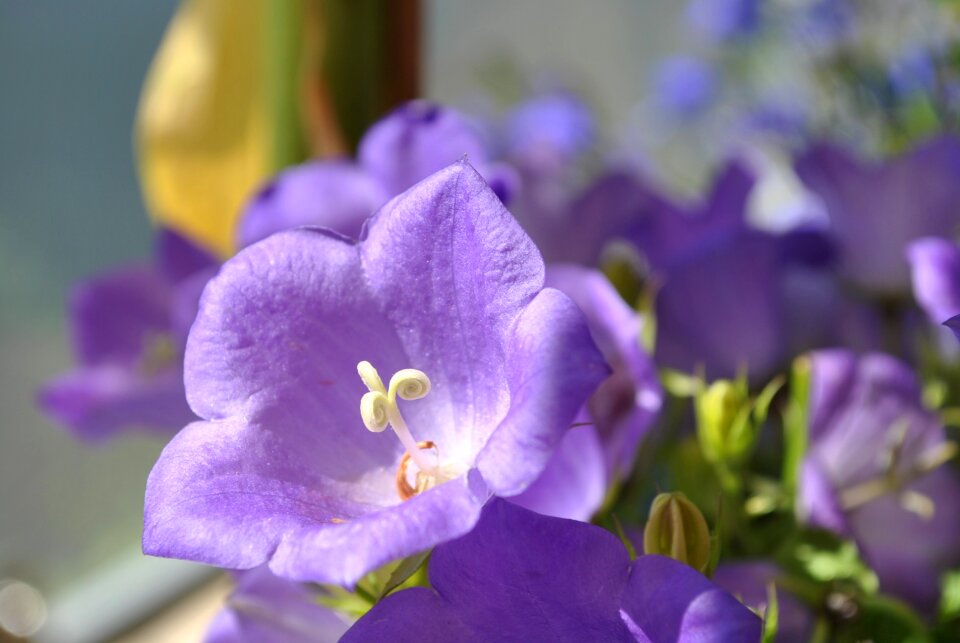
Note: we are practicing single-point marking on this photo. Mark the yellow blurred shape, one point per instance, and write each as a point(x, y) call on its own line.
point(202, 132)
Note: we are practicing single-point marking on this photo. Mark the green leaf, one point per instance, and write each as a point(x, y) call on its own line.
point(826, 558)
point(681, 384)
point(622, 535)
point(771, 616)
point(882, 619)
point(403, 571)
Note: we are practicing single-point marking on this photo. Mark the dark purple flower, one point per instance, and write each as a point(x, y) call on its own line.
point(748, 581)
point(684, 86)
point(128, 329)
point(617, 415)
point(821, 25)
point(412, 142)
point(722, 296)
point(268, 609)
point(935, 269)
point(871, 472)
point(913, 72)
point(521, 576)
point(283, 470)
point(876, 209)
point(724, 20)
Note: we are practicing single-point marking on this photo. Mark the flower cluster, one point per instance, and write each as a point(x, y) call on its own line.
point(486, 382)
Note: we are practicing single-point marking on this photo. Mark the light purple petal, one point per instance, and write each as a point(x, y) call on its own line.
point(876, 210)
point(516, 576)
point(935, 269)
point(112, 315)
point(553, 368)
point(414, 141)
point(910, 552)
point(882, 395)
point(671, 232)
point(268, 609)
point(452, 270)
point(284, 470)
point(748, 580)
point(671, 602)
point(721, 308)
point(178, 258)
point(332, 194)
point(818, 503)
point(574, 483)
point(237, 496)
point(96, 402)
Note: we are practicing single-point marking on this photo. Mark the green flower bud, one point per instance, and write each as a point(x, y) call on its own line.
point(677, 529)
point(723, 417)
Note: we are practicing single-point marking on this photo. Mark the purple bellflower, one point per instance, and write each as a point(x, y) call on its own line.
point(128, 329)
point(617, 416)
point(748, 581)
point(872, 472)
point(269, 609)
point(412, 142)
point(445, 293)
point(935, 269)
point(721, 300)
point(520, 576)
point(876, 210)
point(725, 20)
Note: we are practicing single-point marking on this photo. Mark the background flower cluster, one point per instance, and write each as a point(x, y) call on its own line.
point(695, 377)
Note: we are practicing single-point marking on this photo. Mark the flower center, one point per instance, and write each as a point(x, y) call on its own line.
point(379, 409)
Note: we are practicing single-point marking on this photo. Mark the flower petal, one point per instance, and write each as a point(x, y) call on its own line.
point(414, 141)
point(333, 194)
point(268, 609)
point(670, 601)
point(555, 580)
point(237, 496)
point(935, 267)
point(452, 270)
point(876, 210)
point(574, 483)
point(553, 368)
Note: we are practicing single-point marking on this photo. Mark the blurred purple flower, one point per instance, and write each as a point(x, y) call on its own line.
point(913, 72)
point(283, 470)
point(617, 416)
point(684, 86)
point(554, 580)
point(748, 581)
point(548, 131)
point(876, 209)
point(871, 472)
point(824, 24)
point(128, 329)
point(412, 142)
point(724, 20)
point(935, 268)
point(268, 609)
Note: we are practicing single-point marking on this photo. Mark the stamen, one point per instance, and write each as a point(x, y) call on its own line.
point(379, 408)
point(404, 488)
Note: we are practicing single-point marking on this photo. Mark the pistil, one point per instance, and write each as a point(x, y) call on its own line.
point(379, 408)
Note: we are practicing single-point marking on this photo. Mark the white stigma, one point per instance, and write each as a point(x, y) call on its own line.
point(379, 409)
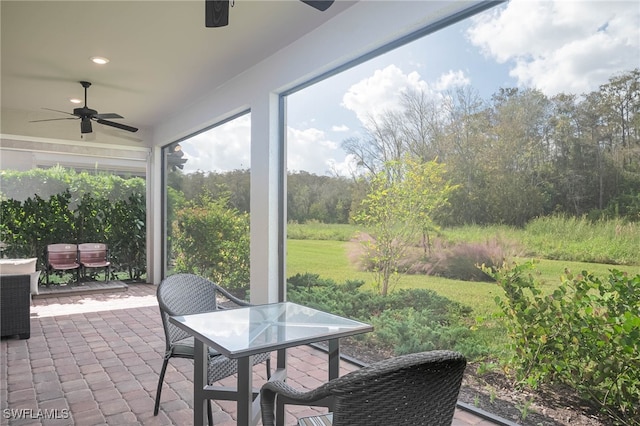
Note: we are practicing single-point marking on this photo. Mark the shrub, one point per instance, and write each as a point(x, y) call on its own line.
point(212, 239)
point(28, 227)
point(405, 321)
point(585, 335)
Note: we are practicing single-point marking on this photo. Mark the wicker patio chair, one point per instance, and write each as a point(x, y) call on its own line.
point(185, 294)
point(62, 257)
point(15, 305)
point(415, 389)
point(94, 255)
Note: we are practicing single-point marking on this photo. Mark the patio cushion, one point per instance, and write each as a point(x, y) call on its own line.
point(324, 420)
point(21, 267)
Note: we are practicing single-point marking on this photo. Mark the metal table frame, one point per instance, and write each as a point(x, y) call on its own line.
point(244, 332)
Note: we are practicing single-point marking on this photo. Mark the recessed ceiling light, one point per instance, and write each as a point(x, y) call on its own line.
point(99, 60)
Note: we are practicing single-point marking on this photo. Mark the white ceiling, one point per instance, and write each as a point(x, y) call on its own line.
point(162, 58)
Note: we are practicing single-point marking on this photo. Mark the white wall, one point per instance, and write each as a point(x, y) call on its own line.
point(361, 29)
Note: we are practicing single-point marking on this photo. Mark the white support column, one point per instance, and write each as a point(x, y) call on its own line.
point(154, 216)
point(265, 178)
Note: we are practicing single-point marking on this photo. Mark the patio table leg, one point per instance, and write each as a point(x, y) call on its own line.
point(200, 379)
point(245, 391)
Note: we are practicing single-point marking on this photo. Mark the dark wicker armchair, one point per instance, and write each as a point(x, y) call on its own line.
point(185, 294)
point(415, 389)
point(15, 305)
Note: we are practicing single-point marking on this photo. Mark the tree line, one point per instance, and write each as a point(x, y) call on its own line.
point(514, 157)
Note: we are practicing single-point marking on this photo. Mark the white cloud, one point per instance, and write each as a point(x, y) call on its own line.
point(380, 92)
point(561, 46)
point(310, 150)
point(221, 149)
point(341, 128)
point(452, 79)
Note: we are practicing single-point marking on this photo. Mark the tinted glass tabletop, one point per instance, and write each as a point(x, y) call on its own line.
point(261, 328)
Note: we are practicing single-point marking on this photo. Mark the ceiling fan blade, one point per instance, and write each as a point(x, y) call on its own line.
point(321, 5)
point(85, 125)
point(107, 115)
point(216, 13)
point(117, 125)
point(53, 119)
point(57, 110)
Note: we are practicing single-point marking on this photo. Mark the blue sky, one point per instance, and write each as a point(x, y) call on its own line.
point(569, 46)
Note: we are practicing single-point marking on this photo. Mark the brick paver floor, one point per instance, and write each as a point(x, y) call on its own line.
point(94, 359)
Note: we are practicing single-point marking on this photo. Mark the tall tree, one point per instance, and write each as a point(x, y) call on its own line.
point(398, 208)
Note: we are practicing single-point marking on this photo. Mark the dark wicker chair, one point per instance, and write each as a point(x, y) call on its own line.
point(62, 257)
point(94, 255)
point(185, 294)
point(15, 305)
point(415, 389)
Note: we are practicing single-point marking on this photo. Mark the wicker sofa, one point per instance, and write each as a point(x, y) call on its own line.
point(15, 305)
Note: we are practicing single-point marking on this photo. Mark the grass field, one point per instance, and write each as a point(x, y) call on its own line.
point(330, 259)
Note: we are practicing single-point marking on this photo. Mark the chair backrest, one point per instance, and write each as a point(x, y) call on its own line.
point(92, 252)
point(415, 389)
point(184, 294)
point(62, 254)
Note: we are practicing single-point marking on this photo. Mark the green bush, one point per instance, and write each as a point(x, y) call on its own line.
point(28, 227)
point(212, 239)
point(585, 335)
point(405, 321)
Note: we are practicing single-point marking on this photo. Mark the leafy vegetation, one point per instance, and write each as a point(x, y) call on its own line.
point(398, 206)
point(405, 321)
point(586, 334)
point(211, 239)
point(28, 227)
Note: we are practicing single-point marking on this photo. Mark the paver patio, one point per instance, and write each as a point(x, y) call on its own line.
point(94, 359)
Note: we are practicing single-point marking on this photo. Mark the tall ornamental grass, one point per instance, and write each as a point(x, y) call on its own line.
point(611, 241)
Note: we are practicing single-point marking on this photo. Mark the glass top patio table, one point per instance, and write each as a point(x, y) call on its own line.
point(262, 328)
point(243, 332)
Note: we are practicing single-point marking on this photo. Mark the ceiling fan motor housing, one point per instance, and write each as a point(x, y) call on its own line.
point(84, 112)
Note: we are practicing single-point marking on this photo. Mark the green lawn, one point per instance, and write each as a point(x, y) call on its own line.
point(329, 259)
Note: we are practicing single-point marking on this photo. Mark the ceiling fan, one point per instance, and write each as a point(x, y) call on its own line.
point(217, 11)
point(86, 114)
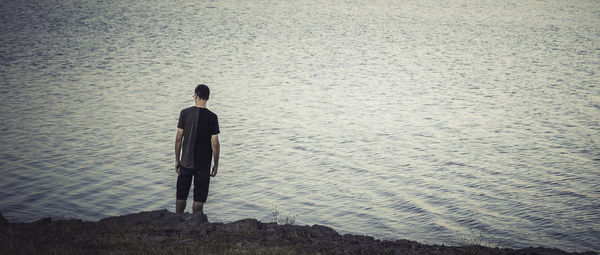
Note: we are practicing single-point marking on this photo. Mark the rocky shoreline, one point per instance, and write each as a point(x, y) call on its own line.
point(164, 232)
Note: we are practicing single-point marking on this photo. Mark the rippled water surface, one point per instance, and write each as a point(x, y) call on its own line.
point(426, 120)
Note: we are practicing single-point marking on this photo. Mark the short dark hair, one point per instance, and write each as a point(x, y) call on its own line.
point(202, 91)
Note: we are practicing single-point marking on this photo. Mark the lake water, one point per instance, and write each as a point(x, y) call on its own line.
point(433, 121)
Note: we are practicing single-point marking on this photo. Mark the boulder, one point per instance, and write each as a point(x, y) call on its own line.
point(159, 218)
point(3, 221)
point(245, 225)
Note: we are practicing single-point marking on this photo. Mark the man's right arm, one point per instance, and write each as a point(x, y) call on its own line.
point(178, 139)
point(216, 146)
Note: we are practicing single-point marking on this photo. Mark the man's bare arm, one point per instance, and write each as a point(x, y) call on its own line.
point(216, 150)
point(178, 139)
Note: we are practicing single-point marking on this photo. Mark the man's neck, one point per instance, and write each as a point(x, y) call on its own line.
point(201, 103)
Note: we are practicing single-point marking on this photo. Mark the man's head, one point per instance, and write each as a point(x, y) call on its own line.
point(202, 92)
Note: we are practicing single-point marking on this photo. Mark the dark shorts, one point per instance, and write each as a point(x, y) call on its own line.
point(201, 178)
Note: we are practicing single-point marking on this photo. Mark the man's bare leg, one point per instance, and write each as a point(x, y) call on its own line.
point(180, 206)
point(198, 206)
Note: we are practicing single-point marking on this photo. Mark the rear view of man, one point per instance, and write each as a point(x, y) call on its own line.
point(198, 128)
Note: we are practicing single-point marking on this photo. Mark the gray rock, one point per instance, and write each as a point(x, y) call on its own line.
point(245, 225)
point(43, 220)
point(159, 218)
point(3, 221)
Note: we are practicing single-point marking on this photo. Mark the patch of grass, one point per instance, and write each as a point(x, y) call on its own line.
point(283, 217)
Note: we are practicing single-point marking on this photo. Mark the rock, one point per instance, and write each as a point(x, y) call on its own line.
point(323, 232)
point(159, 218)
point(194, 222)
point(3, 221)
point(43, 220)
point(245, 225)
point(186, 241)
point(158, 239)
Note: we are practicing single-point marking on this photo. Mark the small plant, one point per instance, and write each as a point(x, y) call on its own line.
point(283, 217)
point(475, 239)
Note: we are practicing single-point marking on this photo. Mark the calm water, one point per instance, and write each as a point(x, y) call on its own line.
point(426, 120)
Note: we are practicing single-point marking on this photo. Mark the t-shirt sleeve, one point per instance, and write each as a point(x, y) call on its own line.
point(215, 127)
point(181, 122)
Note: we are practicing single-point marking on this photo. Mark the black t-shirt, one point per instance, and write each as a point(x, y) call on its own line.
point(198, 125)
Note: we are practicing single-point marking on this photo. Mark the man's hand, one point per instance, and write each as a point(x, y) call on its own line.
point(214, 171)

*-*-*

Ulangi tanpa perubahan baris-baris di atas, mulai dari baris yang memuat "Mark the metal" hingga baris yang memuat "point(245, 391)", termasuk kedua baris tersebut.

Note: we are practicing single-point marking on this photo. Mark the metal table frame, one point per instance, and write each as a point(x, y) call on its own line.
point(244, 332)
Note: we are practicing single-point marking on this photo. Mark the recessed ceiling light, one point per instance, and write each as a point(x, y) call on its own line.
point(99, 60)
Note: we are practicing single-point marking on this photo. Mark the white ceiling, one point per instance, and write each as a point(x, y) call on its own line.
point(162, 58)
Note: we are practicing single-point marking on this photo. Mark the white wall, one point per instance, and write each as a point(x, y) call on its own line.
point(361, 29)
Note: we are practicing single-point marking on this photo. Mark the white support column, one point per instance, and write each as a point(x, y) call on its own line.
point(154, 216)
point(265, 178)
Note: we are practicing single-point marking on this photo. Mark the patio table leg, one point per instance, and write each as a point(x, y) call on its own line.
point(200, 379)
point(245, 391)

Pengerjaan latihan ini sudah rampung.